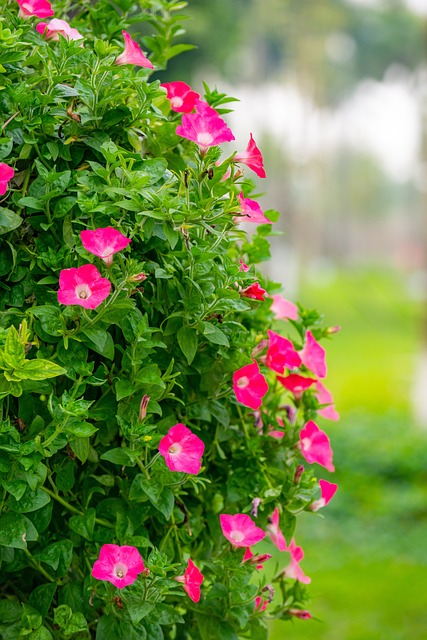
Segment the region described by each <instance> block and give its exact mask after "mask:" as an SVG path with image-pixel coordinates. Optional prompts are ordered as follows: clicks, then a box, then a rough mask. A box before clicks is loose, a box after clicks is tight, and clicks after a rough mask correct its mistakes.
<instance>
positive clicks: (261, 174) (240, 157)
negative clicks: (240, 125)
mask: <svg viewBox="0 0 427 640" xmlns="http://www.w3.org/2000/svg"><path fill="white" fill-rule="evenodd" d="M233 159H234V162H241V163H242V164H245V165H246V166H247V167H249V169H252V171H254V172H255V173H256V174H257V176H258V177H259V178H265V177H266V175H265V171H264V163H263V159H262V154H261V151H260V150H259V149H258V147H257V145H256V142H255V140H254V139H253V137H252V134H251V137H250V138H249V142H248V146H247V147H246V149H245V151H243V153H238V154H237V155H236V156H234V158H233Z"/></svg>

• • •

- **TASK DETAILS**:
Go through the material above and print all of it exactly, except the pictures.

- **COMPLETED EXERCISE**:
Segment the region described by each <instance> block and give its exact mask after "mask:" as an SVG path with image-pixel coordinates. Optional prompts are ordered as follows: clicks, then a box, then a rough mask. A box before clicks is loose, a box after clicks is tight, and clicks after a rough mask correct its mistakes.
<instance>
positive clicks: (261, 174) (240, 157)
negative clicks: (240, 125)
mask: <svg viewBox="0 0 427 640" xmlns="http://www.w3.org/2000/svg"><path fill="white" fill-rule="evenodd" d="M233 159H234V162H241V163H242V164H245V165H246V166H247V167H249V169H252V171H254V172H255V173H256V174H257V176H258V177H259V178H265V177H266V175H265V171H264V163H263V159H262V154H261V151H260V150H259V149H258V147H257V145H256V142H255V140H254V139H253V137H252V134H251V137H250V138H249V142H248V146H247V147H246V149H245V151H243V153H238V154H237V155H236V156H234V158H233Z"/></svg>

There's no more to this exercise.